Stored entries
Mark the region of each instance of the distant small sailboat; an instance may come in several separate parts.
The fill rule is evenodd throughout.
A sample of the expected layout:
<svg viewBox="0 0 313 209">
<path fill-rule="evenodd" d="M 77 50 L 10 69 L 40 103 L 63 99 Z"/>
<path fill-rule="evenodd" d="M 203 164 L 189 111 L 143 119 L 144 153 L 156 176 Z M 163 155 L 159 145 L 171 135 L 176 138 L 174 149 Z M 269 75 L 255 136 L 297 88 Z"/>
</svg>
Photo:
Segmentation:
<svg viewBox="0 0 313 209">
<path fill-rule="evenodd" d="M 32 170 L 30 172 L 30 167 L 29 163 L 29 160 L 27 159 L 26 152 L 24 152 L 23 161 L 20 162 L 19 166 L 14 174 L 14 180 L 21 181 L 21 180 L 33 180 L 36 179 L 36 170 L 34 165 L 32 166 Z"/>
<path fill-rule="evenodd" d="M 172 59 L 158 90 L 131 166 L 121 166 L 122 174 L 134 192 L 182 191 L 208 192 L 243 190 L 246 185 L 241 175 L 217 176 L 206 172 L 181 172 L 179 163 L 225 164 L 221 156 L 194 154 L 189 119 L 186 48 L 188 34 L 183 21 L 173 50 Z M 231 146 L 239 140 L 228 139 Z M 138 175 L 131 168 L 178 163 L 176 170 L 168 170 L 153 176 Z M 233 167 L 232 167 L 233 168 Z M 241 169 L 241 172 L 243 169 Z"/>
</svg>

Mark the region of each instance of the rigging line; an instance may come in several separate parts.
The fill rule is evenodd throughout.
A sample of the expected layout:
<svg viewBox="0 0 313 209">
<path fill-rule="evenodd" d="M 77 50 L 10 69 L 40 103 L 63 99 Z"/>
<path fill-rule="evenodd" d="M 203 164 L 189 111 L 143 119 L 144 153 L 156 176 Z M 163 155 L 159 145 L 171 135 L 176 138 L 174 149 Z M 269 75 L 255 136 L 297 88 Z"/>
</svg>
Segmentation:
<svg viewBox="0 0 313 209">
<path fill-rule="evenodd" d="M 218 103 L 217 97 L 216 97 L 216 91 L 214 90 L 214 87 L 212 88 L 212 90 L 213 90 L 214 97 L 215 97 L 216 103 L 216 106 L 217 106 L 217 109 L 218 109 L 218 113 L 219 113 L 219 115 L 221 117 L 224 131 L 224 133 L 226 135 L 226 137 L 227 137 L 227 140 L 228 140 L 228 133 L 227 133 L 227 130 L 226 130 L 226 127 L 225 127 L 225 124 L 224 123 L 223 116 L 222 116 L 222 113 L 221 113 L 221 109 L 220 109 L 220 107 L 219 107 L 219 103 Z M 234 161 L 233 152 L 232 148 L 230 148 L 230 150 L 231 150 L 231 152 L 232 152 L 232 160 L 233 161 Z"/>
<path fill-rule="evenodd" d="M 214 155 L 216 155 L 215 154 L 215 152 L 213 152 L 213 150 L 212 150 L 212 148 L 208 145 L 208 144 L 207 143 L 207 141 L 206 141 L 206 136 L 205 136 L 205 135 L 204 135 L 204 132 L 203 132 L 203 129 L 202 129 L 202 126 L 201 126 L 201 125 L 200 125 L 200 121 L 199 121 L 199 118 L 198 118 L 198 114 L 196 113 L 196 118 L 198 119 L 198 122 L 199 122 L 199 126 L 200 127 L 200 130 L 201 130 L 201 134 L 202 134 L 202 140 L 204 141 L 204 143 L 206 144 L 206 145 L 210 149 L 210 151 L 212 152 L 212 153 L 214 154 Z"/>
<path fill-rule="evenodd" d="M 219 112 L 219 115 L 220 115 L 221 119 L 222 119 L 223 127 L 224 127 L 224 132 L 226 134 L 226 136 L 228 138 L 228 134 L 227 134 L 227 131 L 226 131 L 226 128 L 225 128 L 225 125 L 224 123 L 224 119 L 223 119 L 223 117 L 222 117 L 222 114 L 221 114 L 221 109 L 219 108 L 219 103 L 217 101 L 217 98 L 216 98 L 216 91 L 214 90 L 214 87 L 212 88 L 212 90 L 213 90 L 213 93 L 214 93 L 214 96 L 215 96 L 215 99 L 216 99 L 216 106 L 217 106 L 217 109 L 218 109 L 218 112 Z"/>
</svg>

Requirements
Output, without any alteration, the lines starting with the one that contains "Mark the region of each instance of the rigging" and continuing through the final line, including both of these.

Solution to the problem
Mark the region of each instance of the rigging line; an instance may come in several separate parts.
The fill rule is evenodd throughout.
A sample of the expected layout:
<svg viewBox="0 0 313 209">
<path fill-rule="evenodd" d="M 77 50 L 10 69 L 40 103 L 63 99 Z"/>
<path fill-rule="evenodd" d="M 203 164 L 189 111 L 143 119 L 144 153 L 156 176 Z M 163 155 L 159 145 L 171 135 L 176 138 L 174 149 Z M 269 75 L 255 136 L 297 88 Z"/>
</svg>
Segmentation:
<svg viewBox="0 0 313 209">
<path fill-rule="evenodd" d="M 218 103 L 217 97 L 216 97 L 216 91 L 214 90 L 214 87 L 212 88 L 212 90 L 213 90 L 214 97 L 215 97 L 216 103 L 216 106 L 217 106 L 217 109 L 218 109 L 218 113 L 219 113 L 219 115 L 221 117 L 224 131 L 224 133 L 226 135 L 226 137 L 227 137 L 227 140 L 228 140 L 228 133 L 227 133 L 227 130 L 226 130 L 226 127 L 225 127 L 225 124 L 224 123 L 223 116 L 222 116 L 222 113 L 221 113 L 221 109 L 220 109 L 220 107 L 219 107 L 219 103 Z M 234 161 L 233 152 L 232 148 L 230 148 L 230 150 L 231 150 L 231 152 L 232 152 L 232 160 L 233 161 Z"/>
<path fill-rule="evenodd" d="M 214 155 L 216 155 L 215 154 L 215 152 L 213 152 L 213 150 L 212 150 L 212 148 L 208 145 L 208 144 L 207 143 L 207 141 L 206 141 L 206 136 L 205 136 L 205 135 L 204 135 L 204 132 L 203 132 L 203 129 L 202 129 L 202 126 L 201 126 L 201 125 L 200 125 L 200 121 L 199 121 L 199 118 L 198 118 L 198 114 L 196 113 L 196 118 L 198 119 L 198 122 L 199 122 L 199 126 L 200 127 L 200 130 L 201 130 L 201 134 L 202 134 L 202 140 L 204 141 L 204 143 L 206 144 L 206 145 L 210 149 L 210 151 L 212 152 L 212 153 L 214 154 Z"/>
<path fill-rule="evenodd" d="M 219 112 L 219 115 L 220 115 L 221 119 L 222 119 L 223 127 L 224 127 L 224 132 L 226 134 L 226 136 L 228 138 L 228 134 L 227 134 L 227 131 L 226 131 L 226 128 L 225 128 L 225 125 L 224 123 L 224 119 L 223 119 L 223 117 L 222 117 L 222 114 L 221 114 L 221 109 L 219 108 L 219 103 L 217 101 L 217 98 L 216 98 L 216 91 L 214 90 L 214 87 L 212 88 L 212 90 L 213 90 L 213 93 L 214 93 L 214 96 L 215 96 L 215 99 L 216 99 L 216 106 L 217 106 L 217 109 L 218 109 L 218 112 Z"/>
</svg>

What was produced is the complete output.